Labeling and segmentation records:

* begin *

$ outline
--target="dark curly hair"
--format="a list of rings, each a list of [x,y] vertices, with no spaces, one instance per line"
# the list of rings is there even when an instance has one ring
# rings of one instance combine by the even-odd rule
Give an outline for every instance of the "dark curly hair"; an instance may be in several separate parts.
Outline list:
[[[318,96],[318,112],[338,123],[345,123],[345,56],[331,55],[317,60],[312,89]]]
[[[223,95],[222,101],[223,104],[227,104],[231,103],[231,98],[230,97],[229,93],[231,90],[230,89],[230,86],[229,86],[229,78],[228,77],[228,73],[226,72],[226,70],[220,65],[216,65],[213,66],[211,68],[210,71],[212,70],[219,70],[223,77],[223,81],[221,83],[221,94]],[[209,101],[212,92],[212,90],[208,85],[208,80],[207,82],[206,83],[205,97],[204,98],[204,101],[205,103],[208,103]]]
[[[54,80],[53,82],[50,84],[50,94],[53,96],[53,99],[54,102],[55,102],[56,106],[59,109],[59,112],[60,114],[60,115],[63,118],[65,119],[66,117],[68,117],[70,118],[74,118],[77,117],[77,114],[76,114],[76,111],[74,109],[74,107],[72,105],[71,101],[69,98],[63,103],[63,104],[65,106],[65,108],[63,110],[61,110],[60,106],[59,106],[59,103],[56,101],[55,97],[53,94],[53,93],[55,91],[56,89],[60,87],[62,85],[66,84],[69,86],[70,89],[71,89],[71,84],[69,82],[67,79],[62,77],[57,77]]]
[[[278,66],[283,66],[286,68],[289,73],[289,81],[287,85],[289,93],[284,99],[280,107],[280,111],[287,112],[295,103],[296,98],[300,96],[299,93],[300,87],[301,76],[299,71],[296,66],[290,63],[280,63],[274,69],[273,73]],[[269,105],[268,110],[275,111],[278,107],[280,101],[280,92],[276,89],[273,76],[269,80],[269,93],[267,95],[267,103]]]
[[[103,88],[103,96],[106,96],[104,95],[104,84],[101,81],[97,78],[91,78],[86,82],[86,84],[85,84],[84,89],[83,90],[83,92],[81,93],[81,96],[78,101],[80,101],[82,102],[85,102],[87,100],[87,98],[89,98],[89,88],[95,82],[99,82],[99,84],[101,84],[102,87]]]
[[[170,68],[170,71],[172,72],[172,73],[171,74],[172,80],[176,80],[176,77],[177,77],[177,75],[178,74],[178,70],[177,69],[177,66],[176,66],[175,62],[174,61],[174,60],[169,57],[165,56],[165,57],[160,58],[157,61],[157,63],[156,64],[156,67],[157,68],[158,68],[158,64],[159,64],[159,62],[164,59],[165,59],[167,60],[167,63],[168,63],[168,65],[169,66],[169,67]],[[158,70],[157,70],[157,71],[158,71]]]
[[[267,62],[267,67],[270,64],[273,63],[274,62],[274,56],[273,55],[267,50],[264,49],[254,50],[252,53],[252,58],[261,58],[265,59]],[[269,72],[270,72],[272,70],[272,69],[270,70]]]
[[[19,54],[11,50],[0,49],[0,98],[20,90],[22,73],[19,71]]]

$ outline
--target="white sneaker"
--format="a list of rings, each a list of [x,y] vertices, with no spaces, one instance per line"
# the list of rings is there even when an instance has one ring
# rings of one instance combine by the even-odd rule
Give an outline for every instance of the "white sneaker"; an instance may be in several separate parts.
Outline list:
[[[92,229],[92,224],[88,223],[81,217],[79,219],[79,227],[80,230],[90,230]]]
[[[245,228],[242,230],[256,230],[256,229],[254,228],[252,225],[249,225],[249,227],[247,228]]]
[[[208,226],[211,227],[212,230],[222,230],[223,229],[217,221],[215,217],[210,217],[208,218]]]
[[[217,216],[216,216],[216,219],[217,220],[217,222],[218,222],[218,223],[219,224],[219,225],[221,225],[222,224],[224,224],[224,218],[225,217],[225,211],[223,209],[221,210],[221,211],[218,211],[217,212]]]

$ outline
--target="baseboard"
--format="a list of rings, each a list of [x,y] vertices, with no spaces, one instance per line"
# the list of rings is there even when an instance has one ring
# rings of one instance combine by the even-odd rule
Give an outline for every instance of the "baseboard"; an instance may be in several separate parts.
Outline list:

* end *

## The exercise:
Display each line of the records that contains the word "Give", copying every such line in full.

## Right answer:
Give an outline for every instance of the "dark curly hair"; an instance may be in several separate parts.
Give an outline for every instance of the "white sneaker"; an instance may be in several separate parts.
Give an outline for every instance of the "baseboard"; an instance may be in several separate parts.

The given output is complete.